◆ Given instruction 1
Copy out the rows word for word, from the first row through the line that contains "point(142, 80)".

Jodie Whittaker Listened to Her Agent
Jodie Whittaker has quit Doctor Who.
This next season appears to be it for her.
Just to be clear the BBC is officially “not commenting” on her departure. But all of the London tabloids are saying Jodie is out.
No idea who they are replacing her with. Or to be exact “what” they are replacing her with. King-Gamma Chibnall is still in charge of the show and since his reaction to any stimulus is, as mindlessly as an amoeba, to roll hard Left. We can expect a trans-polysexual-surgically-altered-to-be-a-hermaphrodite-who-identifies-as-a-tree sloth as the Doctor’s next incarnation.
Assuming, and this might not be a great assumption, that Chibnall wants to remain the captain of the Titanic now that that the propellers are out of the water.
This show is now a surer sign of career death than any plague spot. No agent will let his up and coming A-list level talent anywhere near this thing.
And to think not that long ago, Doctor Who was a crown jewel for the BBC.
The Doctor and I go back a long way.
I first became aware of Doctor Who in preadolescence. Believe it or not from the non-canonical Peter Cushing movies.
As silly as Grand Moff Doctor’s movies were, there was something there that fascinated Little Dark Herald. It had the flavor of Thunderbirds and UFO. It was science fiction that wasn’t Star Trek and since there were only 72 episodes of that, Little Dark Herald was grateful for anything new.
Elder Dark Herald would have recognized the echoes of British Science Fiction reflected in the show. The vastness of time is one of the most persistent of these tropes. American science fiction always seems to hang up at the 25th-century mark. Possibly a reflection of the influence of John W. Campbell. Or possibly it’s just something in the American psyche that is different from its Brit counterpart. When you live in a town that is two thousand years old it changes your perspective.
There was no way at all to see the actual BBC episodes in the U.S. until after Star Wars first came out. Then there was a frantic rush by content providers to find anything science-fictiony that was above all things cheap.
And boy, oh, boy did Doctor Who ever fit that nitch!
However, as cheap as the costumes and sets were, the show was actual science fiction. I mean with science and everything.
That was different.
“Star Wars is adolescent nonsense; Close Encounters is obscurantist drivel; Star Trek can turn your brains to purée of bat guano; and the greatest science fiction series of all time is Doctor Who! And I’ll take you all on, one-by-one or all in a bunch to back it up!” — Harlen Ellison
We were kind of lucky in America because we got to skip the shows growing pains. From its Quatermass tribute band origins (Hartnell), to its first painful reboot (Troughton), to it’s silly pseudo spy show days (Pertwee).

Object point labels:
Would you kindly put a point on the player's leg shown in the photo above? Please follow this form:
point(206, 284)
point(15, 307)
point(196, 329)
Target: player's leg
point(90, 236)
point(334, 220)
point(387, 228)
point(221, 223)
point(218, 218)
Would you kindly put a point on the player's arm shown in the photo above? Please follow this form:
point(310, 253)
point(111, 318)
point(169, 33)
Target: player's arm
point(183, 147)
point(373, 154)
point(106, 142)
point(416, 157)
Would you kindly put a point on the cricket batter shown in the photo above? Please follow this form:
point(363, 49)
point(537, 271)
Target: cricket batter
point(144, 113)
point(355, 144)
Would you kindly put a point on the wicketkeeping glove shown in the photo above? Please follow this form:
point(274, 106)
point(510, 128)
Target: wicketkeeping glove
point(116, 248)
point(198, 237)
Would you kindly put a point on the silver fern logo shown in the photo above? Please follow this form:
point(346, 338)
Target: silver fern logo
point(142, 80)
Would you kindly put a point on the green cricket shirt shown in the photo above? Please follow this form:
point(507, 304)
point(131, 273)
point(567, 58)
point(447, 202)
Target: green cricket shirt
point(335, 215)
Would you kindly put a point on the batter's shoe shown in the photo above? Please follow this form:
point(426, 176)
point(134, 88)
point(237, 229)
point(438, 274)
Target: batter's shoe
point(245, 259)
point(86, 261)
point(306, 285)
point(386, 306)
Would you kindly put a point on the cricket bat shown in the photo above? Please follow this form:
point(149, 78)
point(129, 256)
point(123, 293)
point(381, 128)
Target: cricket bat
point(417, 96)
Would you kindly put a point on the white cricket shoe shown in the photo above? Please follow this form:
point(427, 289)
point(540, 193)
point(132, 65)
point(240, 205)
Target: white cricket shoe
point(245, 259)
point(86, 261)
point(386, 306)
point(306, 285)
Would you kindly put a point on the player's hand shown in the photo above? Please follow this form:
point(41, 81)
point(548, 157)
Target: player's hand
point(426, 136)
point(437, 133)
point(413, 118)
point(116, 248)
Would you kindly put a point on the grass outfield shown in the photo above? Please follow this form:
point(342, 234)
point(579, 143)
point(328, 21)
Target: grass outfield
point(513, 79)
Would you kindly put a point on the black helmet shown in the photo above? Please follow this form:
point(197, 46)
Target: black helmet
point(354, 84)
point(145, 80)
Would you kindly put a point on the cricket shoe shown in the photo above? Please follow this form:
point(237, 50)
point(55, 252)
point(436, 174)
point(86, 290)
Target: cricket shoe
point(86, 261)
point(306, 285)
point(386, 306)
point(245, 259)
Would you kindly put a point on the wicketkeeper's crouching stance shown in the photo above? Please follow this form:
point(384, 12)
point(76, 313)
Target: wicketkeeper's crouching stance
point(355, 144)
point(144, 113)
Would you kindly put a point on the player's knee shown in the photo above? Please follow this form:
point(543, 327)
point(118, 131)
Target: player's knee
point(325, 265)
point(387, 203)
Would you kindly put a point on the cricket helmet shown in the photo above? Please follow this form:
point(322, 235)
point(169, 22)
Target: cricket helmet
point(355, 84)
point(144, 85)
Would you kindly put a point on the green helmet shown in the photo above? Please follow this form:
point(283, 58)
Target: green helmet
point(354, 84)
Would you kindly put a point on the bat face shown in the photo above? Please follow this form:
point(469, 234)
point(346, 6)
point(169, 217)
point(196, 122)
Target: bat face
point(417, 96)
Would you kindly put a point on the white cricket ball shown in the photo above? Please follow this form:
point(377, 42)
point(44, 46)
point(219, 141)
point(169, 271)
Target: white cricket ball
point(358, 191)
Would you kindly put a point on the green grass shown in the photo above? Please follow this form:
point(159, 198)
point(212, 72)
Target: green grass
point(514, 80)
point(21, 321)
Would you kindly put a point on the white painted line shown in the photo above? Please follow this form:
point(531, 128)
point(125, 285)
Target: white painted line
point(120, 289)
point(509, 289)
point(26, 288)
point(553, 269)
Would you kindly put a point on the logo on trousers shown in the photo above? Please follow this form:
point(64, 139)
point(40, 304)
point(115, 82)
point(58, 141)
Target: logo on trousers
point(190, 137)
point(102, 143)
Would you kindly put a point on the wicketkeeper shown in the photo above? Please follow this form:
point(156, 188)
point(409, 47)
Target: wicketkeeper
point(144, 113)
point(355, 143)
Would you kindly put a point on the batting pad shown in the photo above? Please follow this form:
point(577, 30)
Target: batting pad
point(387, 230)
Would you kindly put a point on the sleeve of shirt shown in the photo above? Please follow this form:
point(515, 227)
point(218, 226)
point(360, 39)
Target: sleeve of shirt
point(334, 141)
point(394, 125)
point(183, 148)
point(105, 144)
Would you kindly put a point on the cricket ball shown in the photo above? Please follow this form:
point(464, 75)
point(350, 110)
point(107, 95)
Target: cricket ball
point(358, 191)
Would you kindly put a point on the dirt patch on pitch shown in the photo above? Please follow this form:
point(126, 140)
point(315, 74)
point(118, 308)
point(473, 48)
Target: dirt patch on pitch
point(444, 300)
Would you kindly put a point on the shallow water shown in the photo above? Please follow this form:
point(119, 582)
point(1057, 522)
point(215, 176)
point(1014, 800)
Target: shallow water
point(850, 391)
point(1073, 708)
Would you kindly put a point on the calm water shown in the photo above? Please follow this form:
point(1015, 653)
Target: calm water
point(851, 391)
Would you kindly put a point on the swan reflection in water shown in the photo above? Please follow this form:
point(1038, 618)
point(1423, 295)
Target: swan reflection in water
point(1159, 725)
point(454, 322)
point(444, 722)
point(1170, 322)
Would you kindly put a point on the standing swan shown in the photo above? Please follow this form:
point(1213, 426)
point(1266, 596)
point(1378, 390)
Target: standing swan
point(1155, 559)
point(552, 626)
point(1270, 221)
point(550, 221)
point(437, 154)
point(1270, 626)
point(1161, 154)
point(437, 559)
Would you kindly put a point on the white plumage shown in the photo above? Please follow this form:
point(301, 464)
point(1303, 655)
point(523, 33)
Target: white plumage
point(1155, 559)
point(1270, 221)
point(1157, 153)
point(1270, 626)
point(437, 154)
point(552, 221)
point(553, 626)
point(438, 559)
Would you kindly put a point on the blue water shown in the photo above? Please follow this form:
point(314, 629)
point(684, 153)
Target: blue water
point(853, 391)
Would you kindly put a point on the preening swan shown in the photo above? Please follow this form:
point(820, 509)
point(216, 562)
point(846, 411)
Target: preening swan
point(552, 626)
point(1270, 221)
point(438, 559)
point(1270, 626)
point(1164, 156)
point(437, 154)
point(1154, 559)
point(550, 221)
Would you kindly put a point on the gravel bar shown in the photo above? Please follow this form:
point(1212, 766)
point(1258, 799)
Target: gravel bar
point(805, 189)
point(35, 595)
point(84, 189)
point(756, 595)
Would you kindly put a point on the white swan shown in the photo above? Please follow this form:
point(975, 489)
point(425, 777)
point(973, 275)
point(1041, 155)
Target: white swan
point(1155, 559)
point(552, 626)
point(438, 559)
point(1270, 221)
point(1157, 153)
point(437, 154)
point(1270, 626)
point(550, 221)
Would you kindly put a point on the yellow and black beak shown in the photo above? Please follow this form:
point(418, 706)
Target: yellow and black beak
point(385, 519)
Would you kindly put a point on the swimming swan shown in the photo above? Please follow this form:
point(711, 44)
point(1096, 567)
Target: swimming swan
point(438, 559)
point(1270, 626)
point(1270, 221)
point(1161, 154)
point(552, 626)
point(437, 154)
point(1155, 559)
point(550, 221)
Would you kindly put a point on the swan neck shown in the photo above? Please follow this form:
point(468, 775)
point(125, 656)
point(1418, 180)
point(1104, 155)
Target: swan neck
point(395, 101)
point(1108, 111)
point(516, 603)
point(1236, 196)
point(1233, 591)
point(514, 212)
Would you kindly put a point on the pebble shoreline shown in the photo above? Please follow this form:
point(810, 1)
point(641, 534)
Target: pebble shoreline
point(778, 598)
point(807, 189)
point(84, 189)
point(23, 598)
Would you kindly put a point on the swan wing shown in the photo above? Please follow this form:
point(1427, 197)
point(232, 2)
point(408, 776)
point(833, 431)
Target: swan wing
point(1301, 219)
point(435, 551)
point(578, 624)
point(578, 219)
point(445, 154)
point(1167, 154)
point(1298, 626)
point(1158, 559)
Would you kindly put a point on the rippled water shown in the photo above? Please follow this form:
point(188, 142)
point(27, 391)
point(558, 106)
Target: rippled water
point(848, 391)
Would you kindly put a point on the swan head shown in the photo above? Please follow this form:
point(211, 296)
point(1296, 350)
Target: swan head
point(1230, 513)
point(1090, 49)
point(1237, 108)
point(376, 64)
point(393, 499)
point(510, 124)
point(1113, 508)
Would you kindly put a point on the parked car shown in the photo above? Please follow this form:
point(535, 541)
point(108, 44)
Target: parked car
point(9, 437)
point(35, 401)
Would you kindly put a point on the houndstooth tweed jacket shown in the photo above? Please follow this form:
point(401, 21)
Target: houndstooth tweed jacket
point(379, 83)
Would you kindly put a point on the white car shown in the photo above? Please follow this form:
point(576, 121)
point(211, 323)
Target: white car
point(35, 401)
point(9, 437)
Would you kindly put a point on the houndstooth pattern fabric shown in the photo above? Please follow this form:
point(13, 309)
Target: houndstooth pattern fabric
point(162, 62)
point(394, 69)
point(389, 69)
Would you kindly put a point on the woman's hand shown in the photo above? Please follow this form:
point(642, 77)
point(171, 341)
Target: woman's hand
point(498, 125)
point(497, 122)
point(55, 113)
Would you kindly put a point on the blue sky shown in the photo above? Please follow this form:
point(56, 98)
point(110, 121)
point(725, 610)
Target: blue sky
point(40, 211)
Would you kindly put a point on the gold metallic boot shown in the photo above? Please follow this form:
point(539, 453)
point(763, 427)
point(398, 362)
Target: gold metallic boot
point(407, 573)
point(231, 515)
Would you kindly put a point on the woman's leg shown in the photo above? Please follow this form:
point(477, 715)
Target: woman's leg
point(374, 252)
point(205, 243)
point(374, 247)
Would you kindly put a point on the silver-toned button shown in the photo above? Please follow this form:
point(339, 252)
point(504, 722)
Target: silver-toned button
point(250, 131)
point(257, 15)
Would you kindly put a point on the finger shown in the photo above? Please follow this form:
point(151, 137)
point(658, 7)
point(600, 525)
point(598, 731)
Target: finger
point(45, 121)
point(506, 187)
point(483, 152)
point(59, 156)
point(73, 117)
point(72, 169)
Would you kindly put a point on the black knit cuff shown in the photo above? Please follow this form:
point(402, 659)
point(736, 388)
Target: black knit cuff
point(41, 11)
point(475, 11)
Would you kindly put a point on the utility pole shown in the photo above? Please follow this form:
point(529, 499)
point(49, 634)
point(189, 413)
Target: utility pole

◆ Given instruction 2
Carry on the piece about Jodie Whittaker leaving Doctor Who from where it stops.

◆ Reply 1
Would you kindly put a point on the player's leg shown in the photo above? Please follow this form:
point(206, 284)
point(15, 307)
point(196, 329)
Target: player's leg
point(90, 236)
point(334, 220)
point(387, 228)
point(221, 223)
point(218, 218)
Would you kindly put a point on the player's arm shown in the photo above? Please follow this form:
point(310, 253)
point(111, 318)
point(169, 33)
Target: player's arm
point(183, 147)
point(373, 154)
point(106, 142)
point(416, 157)
Would you kindly put a point on the cricket batter shown in the photo above? Please follow this form:
point(363, 49)
point(537, 271)
Target: cricket batter
point(144, 113)
point(355, 144)
Would you kindly put a point on the wicketkeeping glove shown in the photo above? Please follow this form:
point(274, 106)
point(510, 128)
Target: wicketkeeping glove
point(116, 248)
point(198, 237)
Would you kindly put a point on the silver fern logo shown in the photo above? Please follow this form:
point(346, 338)
Target: silver fern logo
point(142, 80)

◆ Reply 2
We got to miss all of that. We got to start with Tom Baker (AKA the only real Doctor Who).
The brilliance of Baker’s performance was that his Doctor was not a funny-looking human. He liked us but he clearly and obviously wasn’t one of us and in a lot of ways he simply didn’t get us. Baker brought the alienness of being an alien trapped on Earth to the fore.
The scripting was pretty good too considering the Brits thought of it as “just a kid’s show.”
Heck, Douglas Adams used to write for Doctor Who, The Pirate Planet while being profoundly silly was also very interesting from a nuts and bolts science perspective. City of Death was actually pretty good all-around without being silly at all. He also wrote Shada, the unfinished episode. In some ways looking at these episodes is kind of sad because it becomes obvious that Douglas Adams either ran completely out of creative juice in his twenties. Adams spent the rest of his life mining these episodes. You can see them in both the Hitchhiker’s Guide to the Galaxy but most especially in Dirk Gentley’s Holistic Detective Agency.
The original run was good, but it had annoying elements. It always had a Lefty slant for instance. But at least it was Humanist. It was trying to show you the error of your ways, rather than screech that your very existence makes you a Nazi war criminal and demand your utter submission to its political viewpoint.
Baker still holds the record for being the longest-serving Doctor at seven years. And honestly, letting him stay that long was a mistake. His imprint on the show was too big for it to move on successfully after his departure. There was just something missing after he was gone. You couldn’t put a finger on it but none of his successors had it. Peter Davison, Colin Baker, and Sylvester McCoy all had to define their iterations of the Timelord as a specific reply to Tom Baker’s performance. And maybe it was just a case of a show having been on the air too long.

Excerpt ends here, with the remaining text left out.